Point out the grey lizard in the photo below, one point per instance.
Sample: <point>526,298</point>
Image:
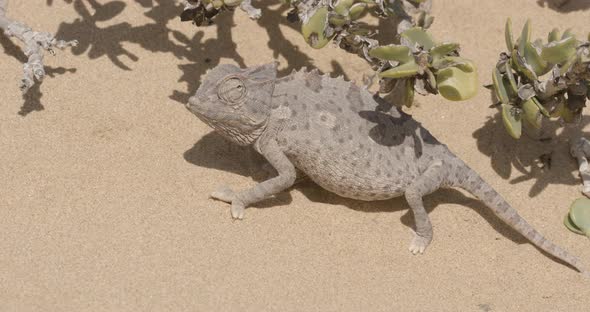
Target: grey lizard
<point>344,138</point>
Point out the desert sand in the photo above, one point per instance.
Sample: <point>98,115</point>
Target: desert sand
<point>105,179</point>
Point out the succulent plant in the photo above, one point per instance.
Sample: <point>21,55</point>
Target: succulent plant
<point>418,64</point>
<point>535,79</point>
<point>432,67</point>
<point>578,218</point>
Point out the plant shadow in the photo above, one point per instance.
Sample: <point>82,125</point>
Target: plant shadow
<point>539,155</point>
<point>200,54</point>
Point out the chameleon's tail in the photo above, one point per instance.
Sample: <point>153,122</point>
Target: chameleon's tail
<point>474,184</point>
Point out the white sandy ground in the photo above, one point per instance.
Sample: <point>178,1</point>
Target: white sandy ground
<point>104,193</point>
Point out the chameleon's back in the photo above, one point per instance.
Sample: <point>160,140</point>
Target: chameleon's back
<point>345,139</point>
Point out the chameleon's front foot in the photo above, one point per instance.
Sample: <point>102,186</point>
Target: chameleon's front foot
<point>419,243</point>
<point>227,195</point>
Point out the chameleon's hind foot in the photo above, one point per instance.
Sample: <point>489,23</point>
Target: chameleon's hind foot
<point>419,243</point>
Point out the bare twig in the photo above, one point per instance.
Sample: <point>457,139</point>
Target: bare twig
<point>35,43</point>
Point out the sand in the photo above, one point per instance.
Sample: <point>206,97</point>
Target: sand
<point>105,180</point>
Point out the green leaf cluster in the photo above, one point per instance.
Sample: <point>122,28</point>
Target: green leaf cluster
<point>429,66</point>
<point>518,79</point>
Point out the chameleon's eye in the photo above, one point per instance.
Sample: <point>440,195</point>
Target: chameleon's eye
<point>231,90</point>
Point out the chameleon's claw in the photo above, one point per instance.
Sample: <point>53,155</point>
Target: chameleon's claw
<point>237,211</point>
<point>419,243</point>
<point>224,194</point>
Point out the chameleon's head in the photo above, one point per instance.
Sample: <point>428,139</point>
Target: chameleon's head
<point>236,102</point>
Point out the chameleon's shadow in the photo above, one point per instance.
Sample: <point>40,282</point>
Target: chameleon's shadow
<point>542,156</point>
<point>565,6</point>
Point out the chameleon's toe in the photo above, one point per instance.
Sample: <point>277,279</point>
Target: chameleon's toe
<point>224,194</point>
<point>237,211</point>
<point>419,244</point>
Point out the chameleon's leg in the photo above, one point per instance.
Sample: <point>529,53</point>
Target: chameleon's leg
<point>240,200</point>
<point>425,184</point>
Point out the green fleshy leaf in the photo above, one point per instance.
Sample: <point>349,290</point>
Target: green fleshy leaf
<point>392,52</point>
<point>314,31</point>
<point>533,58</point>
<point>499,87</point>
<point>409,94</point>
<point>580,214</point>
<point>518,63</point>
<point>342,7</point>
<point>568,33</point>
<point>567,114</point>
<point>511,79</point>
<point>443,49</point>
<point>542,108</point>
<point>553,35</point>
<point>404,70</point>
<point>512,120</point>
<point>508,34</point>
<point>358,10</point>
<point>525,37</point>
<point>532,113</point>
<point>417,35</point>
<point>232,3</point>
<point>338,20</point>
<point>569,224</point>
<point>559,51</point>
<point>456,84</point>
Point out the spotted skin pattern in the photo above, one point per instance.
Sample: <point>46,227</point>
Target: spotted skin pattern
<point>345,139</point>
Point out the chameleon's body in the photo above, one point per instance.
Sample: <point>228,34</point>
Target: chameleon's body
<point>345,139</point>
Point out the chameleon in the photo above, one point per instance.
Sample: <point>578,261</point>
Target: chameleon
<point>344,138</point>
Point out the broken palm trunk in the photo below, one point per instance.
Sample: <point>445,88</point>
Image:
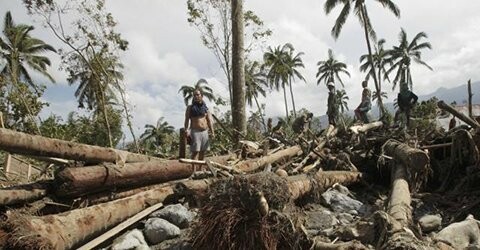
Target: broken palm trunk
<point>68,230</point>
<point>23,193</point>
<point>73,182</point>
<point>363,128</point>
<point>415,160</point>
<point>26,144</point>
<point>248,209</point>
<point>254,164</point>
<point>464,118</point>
---
§ Work instructions: Copy each line of the listing above that contains the word "below".

§ Written response:
Point out the grey lizard in the photo below, one point per instance.
Point out the broken palm trunk in the photo below, one point per instance.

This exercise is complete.